### Source excerpt ###

Abstract:
Apparatus and method for real-time determination of radar cross sections is disclosed using interleaved gridding. Radar cross section calculations are amenable to an implementation on parallel processors wherein the shooting window is subdivided into smaller areal units that are assigned to the parallel processors in an alternating fashion, such that the calculations performed by a single processor are not localized to a single area of the shooting window. 
     As further disclosed, the shooting and bouncing ray technique for calculating radar cross sections is implemented using the apparatus and method disclosed herein.

Description:
BACKGROUND 
   The present invention relates to method and apparatus for the real-time computation of radar cross sections in a distributed multiple computing system. 
   Radar has found many uses since its invention nearly 100 years ago. It can be used for relatively simple tasks such as detecting an approaching airplane at an airport or more complex tasks such as imaging a planet&#39;s surface from orbit or even from another planet. As a matter of national defense; radar can also be used to detect and subsequently identify approaching targets such as planes and missiles.

###

# What to do
a – In the radar cross section excerpt, what technique for calculating radar cross sections is implemented with the disclosed apparatus and method?
b – Return everything in the radar cross section excerpt from "As further disclosed, the" down to "method disclosed herein.", copied word for word.

### Dataset excerpts ###

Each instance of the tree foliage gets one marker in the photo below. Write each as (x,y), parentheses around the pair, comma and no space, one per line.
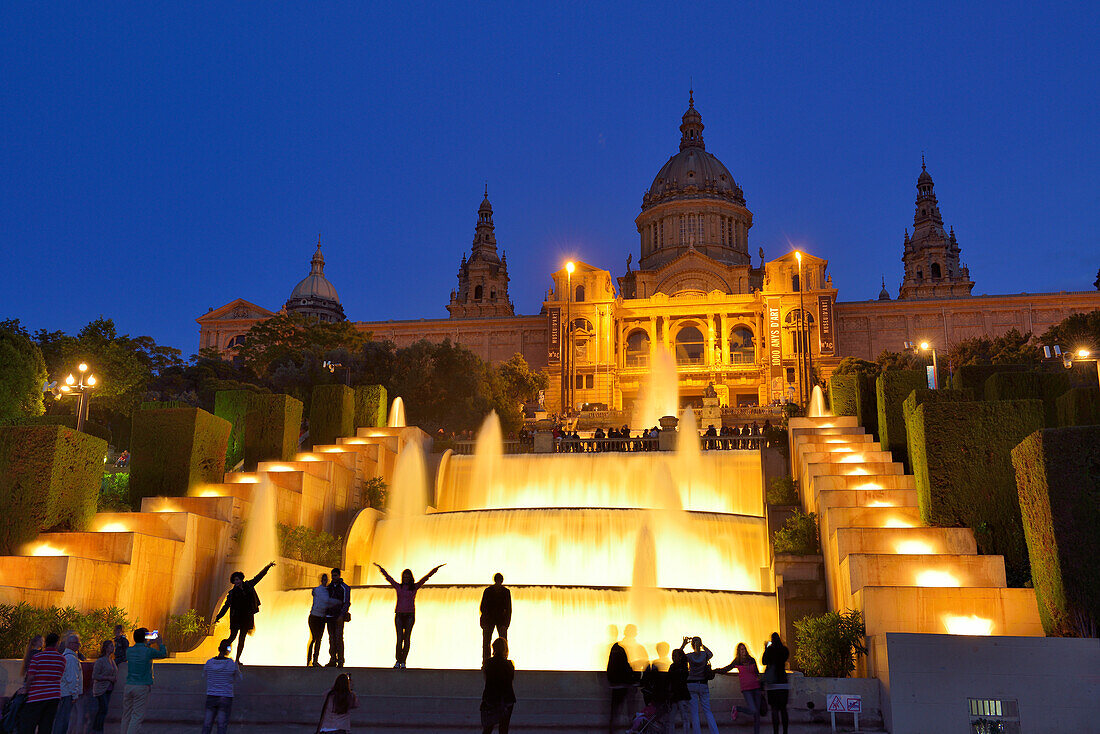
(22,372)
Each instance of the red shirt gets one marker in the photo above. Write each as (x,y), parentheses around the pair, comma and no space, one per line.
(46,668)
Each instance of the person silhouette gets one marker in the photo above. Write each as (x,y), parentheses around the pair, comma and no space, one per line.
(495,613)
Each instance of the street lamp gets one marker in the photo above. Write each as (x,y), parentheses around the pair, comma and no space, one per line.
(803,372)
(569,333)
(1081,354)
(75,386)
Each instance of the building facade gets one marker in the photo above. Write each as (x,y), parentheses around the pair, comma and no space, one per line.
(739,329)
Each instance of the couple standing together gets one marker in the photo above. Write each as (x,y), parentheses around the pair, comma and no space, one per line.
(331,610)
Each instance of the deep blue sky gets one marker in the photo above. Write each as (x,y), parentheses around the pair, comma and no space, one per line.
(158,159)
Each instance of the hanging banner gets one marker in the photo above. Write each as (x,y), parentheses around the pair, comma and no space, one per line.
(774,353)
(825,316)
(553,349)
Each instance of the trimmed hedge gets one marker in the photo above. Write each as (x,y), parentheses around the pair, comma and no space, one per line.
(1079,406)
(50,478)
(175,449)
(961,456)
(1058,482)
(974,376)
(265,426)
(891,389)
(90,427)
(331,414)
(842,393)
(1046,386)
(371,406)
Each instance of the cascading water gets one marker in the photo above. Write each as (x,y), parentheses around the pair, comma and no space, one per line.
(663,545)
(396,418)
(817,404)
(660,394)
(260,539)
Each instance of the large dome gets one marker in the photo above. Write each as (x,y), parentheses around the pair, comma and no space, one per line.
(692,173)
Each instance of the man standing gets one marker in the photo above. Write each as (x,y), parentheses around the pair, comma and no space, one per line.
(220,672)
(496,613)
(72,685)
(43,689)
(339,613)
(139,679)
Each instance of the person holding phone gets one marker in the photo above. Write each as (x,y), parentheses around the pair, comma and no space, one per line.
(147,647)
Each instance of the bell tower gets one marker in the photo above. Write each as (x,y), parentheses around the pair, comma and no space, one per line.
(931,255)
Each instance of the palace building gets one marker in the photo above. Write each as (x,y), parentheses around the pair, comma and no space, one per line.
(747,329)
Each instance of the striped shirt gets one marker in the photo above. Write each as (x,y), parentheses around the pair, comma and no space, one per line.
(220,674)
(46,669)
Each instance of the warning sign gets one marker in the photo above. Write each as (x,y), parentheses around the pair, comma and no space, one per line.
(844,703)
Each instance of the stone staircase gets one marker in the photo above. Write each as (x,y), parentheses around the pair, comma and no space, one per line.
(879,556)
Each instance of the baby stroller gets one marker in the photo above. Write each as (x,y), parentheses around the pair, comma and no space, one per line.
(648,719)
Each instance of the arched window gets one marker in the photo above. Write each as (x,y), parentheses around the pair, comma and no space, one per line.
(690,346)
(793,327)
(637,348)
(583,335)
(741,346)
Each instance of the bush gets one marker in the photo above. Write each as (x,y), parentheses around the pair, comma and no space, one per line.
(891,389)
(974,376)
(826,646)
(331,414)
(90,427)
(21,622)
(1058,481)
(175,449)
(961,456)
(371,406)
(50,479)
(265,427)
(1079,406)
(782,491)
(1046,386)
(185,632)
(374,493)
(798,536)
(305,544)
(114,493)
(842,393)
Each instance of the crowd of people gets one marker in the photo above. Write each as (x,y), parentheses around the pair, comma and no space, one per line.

###

# Answers to each task
a – The shooting and bouncing ray technique.

b –
As further disclosed, the shooting and bouncing ray technique for calculating radar cross sections is implemented using the apparatus and method disclosed herein.